** Stored records **
* * * *
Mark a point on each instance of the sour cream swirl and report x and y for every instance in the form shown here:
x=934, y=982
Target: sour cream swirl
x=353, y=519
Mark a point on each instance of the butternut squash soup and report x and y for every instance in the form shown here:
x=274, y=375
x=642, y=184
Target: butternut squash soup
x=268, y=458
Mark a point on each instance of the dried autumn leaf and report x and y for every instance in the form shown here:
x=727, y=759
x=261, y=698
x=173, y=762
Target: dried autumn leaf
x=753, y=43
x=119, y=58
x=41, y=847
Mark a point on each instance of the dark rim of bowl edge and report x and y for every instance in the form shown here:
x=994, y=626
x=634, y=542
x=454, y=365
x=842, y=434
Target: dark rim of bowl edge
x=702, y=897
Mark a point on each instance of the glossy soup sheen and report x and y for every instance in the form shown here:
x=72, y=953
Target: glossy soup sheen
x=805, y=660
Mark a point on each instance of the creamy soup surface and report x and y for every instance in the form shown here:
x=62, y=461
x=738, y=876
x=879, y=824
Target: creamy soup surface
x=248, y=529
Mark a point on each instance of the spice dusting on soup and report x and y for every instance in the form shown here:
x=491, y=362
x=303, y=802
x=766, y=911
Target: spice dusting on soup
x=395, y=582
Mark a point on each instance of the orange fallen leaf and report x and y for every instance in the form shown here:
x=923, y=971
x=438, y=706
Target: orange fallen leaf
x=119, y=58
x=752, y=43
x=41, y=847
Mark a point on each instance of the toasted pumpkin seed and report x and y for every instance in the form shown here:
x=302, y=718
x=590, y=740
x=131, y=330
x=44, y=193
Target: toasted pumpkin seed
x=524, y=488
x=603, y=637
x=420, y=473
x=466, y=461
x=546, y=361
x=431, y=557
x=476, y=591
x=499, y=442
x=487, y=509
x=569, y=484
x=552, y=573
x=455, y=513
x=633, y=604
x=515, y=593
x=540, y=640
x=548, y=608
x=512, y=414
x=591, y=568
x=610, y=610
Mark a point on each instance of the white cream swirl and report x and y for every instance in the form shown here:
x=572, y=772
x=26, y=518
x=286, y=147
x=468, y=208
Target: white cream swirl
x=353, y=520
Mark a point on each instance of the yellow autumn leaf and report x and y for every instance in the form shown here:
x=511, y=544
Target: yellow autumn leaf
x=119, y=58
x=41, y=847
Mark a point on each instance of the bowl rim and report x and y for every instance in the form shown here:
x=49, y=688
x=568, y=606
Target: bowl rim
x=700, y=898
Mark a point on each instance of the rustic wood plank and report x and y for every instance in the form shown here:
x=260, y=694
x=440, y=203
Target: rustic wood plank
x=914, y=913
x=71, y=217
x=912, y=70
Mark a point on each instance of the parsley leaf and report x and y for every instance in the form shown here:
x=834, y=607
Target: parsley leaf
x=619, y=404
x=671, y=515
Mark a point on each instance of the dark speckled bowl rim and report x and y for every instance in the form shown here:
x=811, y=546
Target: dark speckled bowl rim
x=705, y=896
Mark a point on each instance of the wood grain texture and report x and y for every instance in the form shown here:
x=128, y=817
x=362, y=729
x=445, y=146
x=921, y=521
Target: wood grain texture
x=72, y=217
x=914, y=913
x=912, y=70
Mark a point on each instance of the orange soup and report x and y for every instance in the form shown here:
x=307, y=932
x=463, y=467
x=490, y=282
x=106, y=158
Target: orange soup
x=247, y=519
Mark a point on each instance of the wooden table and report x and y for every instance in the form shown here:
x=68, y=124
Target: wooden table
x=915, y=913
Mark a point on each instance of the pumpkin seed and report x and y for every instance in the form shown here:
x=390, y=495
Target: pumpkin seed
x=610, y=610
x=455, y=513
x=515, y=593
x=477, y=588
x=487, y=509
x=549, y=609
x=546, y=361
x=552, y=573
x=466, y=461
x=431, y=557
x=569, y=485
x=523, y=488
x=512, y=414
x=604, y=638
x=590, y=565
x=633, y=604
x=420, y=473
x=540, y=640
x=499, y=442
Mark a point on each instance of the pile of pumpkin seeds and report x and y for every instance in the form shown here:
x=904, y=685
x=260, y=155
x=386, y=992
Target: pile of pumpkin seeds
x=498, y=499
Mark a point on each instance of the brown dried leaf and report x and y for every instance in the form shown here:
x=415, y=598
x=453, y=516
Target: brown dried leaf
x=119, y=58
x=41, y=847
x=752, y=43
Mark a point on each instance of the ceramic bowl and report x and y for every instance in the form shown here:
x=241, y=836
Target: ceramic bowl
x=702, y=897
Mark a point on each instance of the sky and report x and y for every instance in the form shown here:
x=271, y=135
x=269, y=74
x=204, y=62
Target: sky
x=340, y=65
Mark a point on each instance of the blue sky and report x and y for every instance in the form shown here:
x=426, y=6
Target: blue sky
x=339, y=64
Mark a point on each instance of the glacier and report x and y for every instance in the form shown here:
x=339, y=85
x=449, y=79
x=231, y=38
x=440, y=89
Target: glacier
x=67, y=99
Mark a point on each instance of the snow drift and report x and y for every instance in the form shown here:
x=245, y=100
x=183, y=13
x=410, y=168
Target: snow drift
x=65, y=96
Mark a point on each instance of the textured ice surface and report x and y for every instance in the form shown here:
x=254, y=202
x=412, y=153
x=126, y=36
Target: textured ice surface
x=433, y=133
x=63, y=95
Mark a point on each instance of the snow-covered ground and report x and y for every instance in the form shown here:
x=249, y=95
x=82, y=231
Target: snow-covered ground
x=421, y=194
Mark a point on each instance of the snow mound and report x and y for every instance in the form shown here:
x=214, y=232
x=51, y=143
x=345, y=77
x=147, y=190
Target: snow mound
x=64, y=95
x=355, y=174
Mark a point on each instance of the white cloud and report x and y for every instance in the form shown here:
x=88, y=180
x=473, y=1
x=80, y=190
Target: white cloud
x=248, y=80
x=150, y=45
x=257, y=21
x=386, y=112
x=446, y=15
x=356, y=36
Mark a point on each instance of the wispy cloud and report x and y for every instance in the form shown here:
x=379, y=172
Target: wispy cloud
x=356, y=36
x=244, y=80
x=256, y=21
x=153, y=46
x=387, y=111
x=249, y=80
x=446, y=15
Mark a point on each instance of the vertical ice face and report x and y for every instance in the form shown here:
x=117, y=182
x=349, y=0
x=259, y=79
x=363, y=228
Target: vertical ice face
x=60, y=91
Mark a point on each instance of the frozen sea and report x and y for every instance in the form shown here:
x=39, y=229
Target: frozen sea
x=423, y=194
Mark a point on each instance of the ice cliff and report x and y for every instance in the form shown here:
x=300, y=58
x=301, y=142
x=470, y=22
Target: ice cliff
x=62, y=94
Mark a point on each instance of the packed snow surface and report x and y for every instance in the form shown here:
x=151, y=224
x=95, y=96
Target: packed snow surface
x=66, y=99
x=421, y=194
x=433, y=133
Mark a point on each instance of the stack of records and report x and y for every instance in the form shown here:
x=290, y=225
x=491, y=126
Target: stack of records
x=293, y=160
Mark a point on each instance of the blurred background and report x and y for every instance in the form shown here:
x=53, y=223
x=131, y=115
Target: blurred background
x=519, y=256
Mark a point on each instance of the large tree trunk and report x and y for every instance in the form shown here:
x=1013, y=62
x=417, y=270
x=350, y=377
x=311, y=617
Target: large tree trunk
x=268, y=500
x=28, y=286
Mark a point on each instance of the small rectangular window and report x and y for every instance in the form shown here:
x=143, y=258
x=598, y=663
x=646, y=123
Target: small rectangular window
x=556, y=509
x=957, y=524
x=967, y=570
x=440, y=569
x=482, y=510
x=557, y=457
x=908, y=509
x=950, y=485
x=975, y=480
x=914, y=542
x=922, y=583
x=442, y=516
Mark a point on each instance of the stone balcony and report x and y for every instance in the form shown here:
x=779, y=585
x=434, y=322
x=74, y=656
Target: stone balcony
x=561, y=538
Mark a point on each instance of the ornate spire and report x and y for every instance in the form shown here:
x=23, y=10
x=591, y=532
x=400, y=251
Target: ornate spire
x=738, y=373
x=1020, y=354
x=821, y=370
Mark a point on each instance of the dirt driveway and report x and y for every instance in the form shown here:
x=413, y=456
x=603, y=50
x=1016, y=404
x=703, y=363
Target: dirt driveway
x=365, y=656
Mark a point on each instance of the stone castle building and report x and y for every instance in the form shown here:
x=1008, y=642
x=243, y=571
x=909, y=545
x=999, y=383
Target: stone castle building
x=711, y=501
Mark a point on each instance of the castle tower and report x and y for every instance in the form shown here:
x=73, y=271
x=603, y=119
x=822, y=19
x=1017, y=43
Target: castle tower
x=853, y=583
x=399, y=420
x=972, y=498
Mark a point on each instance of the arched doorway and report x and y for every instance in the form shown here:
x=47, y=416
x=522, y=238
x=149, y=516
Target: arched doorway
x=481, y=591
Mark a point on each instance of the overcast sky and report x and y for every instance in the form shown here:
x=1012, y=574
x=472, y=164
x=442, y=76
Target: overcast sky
* * * *
** Prompt **
Turn everything from the line containing "Mark a point on each instance of the large" down to and including the line containing "x=442, y=516" into a Markdown table with the columns Row and Line, giving each line a row number and leaving out blank lines.

** Response to the task **
| Row | Line |
|---|---|
| 1 | Mark a point on each instance of the large tree trunk and report x and y for every instance in the form shown here: |
| 2 | x=1013, y=62 |
| 3 | x=417, y=270 |
| 4 | x=350, y=377 |
| 5 | x=311, y=617 |
| 6 | Target: large tree trunk |
| 7 | x=268, y=500 |
| 8 | x=28, y=286 |
| 9 | Mark a point on each instance of the small rectangular window and report x and y for every instance in the form shown here: |
| 10 | x=143, y=258 |
| 11 | x=598, y=663 |
| 12 | x=646, y=123 |
| 13 | Target: small rectangular window |
| 14 | x=556, y=509 |
| 15 | x=957, y=524 |
| 16 | x=967, y=570 |
| 17 | x=440, y=569 |
| 18 | x=482, y=510 |
| 19 | x=557, y=457 |
| 20 | x=908, y=509 |
| 21 | x=950, y=485 |
| 22 | x=975, y=480 |
| 23 | x=914, y=542 |
| 24 | x=922, y=583 |
| 25 | x=442, y=516 |